SOURCE TEXT
*-*-*
On flat surfaces I almost always push.

For the curves on ukulele or guitar neck, push or pull as is most convenient (this can be dictated by grain direction and ease of clamping the shaped workpiece).
 
You are stronger pulling than pushing, I agree that it would be more strain on the fingers.

Pete, a pusher!
 
When pulling for curves, I pull with one hand either side - the scraper arcs away from me but still cuts well.
 
I'm pretty sure I do both. Especially if it's on an edge, rather than a broad surface.
 
Probably 95% of the time I push. Fiddly curved shapes and other odd occasions, such as final levelling of a lipping or fore-edge to a field of, for example, veneer, the other 5%, may involve pulling. Slainte.
 
It depends.On the grain run,the access to the piece and where I'm standing.I think you need to be able to both push and pull and wouldn't condemn either.
 
I would mostly push but do sometimes reverse things. That said they are murder on the fingers so I got myself a stanley 80 a few years back.
Regards
John
 
The general concensus seems to be push, which is a relief! I always push on flat surfaces but would occasionally pull on light cuts on curves and corners. I don't think you can get a decent cut pulling, when pushing your thumbs press the edge down onto the work so you can take shavings, when pulling on a flat surface you tend to take just dust because it's difficult to flex and apply pressure. Also I like to have the backs of my knuckles rubbing on the surface so I can control the cut.
*-*-*
DATA ROWS
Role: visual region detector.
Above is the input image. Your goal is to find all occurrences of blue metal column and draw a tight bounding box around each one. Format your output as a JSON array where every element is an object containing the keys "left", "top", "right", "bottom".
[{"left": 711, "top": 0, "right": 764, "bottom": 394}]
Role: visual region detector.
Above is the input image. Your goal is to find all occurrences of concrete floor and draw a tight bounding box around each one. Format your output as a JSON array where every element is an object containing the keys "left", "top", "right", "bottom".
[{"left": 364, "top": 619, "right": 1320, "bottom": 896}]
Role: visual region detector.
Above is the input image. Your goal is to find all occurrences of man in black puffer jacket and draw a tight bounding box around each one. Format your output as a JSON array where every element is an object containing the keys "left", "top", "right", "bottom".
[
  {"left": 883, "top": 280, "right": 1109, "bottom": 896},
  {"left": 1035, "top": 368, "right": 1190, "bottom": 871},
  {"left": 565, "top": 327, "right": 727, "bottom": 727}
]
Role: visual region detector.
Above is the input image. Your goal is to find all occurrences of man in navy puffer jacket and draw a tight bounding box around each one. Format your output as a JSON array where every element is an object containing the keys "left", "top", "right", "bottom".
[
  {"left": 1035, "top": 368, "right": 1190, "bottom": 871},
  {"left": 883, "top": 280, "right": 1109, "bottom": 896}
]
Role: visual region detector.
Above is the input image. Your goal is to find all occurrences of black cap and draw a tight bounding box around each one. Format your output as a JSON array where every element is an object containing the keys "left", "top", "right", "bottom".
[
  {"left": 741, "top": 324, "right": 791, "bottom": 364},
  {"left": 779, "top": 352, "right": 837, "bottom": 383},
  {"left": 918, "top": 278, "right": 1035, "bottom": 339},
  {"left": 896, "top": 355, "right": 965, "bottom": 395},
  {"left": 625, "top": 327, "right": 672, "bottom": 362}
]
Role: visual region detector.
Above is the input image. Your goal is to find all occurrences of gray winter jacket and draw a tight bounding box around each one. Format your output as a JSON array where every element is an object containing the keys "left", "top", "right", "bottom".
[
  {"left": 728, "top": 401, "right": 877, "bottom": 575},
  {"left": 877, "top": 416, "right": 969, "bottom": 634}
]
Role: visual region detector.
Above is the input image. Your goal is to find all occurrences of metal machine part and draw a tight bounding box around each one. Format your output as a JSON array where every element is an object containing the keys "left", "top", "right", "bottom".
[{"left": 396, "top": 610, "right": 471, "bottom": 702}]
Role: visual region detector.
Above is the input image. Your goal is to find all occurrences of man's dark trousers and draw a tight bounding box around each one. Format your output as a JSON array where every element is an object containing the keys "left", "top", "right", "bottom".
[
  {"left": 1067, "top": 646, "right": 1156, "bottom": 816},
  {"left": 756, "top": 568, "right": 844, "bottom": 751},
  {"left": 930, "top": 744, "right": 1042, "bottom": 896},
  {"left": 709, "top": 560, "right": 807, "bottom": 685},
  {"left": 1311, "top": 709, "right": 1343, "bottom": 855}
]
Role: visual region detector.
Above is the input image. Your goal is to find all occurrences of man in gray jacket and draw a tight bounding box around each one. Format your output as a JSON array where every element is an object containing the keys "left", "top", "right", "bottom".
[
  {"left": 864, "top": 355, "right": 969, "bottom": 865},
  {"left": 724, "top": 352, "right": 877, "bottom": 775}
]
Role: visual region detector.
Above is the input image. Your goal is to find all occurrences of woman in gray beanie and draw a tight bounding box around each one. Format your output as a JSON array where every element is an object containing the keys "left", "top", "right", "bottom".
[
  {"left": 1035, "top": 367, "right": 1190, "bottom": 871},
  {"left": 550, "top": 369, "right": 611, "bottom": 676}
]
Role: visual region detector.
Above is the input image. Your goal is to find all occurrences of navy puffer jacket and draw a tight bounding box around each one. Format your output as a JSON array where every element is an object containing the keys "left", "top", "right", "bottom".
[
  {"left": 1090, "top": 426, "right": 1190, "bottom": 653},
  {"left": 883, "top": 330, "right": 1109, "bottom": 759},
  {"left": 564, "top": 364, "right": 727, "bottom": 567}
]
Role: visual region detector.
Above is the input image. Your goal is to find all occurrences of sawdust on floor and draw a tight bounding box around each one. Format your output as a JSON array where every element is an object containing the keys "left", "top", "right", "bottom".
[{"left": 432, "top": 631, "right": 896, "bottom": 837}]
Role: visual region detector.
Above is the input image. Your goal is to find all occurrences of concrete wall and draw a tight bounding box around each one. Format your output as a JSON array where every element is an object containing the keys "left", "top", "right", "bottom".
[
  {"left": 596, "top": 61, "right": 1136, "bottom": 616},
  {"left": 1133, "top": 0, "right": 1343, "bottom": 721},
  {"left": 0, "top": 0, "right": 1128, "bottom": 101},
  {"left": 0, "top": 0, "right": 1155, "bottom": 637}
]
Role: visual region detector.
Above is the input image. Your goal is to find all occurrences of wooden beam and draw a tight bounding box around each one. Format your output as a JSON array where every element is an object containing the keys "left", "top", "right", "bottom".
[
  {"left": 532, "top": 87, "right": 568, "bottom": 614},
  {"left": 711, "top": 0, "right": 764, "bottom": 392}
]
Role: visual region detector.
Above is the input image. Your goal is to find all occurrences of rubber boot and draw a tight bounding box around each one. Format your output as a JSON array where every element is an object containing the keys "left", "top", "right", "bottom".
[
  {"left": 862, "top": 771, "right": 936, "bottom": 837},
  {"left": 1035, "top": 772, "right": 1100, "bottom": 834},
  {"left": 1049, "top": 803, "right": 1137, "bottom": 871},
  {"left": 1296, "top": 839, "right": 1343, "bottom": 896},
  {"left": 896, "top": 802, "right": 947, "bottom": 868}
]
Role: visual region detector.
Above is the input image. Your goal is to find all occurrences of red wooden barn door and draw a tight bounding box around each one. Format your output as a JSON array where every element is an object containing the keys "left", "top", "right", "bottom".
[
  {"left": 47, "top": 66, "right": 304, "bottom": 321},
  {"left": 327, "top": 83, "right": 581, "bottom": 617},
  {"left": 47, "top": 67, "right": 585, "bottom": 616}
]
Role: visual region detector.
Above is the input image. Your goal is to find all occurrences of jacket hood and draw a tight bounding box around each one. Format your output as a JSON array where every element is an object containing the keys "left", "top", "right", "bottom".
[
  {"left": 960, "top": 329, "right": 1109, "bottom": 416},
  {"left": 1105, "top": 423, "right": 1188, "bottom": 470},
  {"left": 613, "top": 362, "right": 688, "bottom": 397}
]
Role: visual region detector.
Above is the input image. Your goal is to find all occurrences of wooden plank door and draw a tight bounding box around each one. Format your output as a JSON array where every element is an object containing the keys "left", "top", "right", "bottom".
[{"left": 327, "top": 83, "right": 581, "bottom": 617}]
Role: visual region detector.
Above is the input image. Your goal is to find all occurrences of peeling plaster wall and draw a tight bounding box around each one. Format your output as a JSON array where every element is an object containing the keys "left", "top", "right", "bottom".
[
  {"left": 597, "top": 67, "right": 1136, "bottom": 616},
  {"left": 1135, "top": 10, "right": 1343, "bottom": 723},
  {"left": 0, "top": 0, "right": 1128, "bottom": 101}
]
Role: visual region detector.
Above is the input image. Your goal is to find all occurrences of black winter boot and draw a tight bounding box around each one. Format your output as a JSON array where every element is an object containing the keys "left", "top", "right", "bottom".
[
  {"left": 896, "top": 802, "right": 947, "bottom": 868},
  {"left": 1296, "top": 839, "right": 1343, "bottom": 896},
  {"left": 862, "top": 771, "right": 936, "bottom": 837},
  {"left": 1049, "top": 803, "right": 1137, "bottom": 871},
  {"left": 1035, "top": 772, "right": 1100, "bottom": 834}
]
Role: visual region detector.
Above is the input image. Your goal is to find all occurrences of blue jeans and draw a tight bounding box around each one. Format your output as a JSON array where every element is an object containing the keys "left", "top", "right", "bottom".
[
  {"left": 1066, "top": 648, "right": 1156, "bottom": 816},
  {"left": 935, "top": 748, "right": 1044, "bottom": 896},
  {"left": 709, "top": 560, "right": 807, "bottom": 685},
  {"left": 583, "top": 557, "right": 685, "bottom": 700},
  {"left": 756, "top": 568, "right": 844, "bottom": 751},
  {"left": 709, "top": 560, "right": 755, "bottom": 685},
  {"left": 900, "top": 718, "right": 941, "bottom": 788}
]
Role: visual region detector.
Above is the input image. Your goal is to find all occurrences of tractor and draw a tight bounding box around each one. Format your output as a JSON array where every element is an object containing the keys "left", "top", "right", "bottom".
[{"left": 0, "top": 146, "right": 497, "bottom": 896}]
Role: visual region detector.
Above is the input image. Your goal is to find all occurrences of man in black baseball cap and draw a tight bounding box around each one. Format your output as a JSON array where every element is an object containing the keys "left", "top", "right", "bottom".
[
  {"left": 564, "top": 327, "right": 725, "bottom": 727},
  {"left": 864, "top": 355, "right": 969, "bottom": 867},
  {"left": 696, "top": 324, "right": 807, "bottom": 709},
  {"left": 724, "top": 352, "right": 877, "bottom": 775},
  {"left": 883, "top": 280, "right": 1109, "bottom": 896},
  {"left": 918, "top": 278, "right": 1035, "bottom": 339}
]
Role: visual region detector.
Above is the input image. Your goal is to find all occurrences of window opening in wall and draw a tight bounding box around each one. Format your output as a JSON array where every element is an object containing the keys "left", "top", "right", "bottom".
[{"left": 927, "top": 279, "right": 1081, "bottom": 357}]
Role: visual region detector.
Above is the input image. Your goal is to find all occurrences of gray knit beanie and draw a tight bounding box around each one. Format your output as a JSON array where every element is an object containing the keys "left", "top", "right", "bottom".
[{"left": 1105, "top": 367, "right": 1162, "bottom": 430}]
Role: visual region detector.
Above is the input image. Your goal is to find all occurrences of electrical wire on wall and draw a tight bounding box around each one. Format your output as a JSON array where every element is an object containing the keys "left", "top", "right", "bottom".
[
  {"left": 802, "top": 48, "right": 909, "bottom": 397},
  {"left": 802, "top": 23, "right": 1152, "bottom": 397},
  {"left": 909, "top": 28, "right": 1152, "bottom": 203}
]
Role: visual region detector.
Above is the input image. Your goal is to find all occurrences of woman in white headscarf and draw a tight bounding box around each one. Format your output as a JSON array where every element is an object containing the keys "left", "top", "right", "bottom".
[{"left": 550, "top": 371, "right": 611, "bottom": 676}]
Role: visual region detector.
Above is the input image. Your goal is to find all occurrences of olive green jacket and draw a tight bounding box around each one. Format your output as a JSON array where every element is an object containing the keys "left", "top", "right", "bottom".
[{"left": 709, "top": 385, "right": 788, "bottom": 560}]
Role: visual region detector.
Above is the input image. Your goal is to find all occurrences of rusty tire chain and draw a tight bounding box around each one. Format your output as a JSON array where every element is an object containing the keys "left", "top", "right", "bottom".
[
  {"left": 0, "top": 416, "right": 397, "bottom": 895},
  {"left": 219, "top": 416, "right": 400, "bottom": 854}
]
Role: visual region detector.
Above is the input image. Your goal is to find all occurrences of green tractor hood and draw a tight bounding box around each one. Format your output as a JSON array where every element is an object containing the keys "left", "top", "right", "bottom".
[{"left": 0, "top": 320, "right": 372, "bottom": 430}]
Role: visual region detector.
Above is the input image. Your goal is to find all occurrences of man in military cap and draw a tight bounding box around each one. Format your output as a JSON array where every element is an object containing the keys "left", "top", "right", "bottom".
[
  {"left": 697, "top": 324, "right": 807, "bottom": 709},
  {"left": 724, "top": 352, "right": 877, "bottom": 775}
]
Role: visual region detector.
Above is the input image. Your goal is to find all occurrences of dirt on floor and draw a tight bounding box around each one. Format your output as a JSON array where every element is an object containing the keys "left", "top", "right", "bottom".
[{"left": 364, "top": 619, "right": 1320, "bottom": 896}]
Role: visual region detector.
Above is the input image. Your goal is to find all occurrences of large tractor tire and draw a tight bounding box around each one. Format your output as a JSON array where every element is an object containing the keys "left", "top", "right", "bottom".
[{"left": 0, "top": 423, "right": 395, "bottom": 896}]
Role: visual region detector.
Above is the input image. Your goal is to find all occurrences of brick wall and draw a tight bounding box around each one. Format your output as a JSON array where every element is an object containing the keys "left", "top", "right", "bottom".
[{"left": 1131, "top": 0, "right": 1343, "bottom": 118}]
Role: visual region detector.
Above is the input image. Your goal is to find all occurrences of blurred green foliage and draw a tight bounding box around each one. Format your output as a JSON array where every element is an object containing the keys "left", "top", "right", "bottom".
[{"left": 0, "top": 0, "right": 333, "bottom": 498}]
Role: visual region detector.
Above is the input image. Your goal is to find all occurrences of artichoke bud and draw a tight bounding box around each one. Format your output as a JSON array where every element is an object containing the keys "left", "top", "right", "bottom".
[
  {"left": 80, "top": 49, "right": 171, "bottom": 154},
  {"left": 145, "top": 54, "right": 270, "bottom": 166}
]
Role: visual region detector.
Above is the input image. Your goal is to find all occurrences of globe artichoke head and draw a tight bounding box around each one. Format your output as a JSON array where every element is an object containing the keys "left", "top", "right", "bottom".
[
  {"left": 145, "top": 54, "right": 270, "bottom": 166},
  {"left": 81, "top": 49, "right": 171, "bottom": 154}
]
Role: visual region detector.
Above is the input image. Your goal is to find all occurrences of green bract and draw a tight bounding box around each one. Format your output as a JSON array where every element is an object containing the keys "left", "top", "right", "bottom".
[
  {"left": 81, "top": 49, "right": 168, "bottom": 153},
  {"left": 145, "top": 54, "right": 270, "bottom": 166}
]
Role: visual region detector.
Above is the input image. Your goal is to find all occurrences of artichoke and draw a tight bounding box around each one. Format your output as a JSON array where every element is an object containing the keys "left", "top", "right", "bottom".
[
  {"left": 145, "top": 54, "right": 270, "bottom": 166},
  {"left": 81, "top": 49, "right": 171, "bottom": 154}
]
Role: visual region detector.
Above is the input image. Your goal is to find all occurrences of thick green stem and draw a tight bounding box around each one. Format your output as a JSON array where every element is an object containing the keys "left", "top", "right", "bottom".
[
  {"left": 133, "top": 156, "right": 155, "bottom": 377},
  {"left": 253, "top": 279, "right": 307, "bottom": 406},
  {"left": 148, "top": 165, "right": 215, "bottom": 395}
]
*-*-*
DO THIS
In the scraper discussion, what did the poster who signs as John get a few years back because scrapers are murder on the fingers? These entries have no connection to the discussion of pushing versus pulling a scraper.

TASK RESULT
A Stanley 80.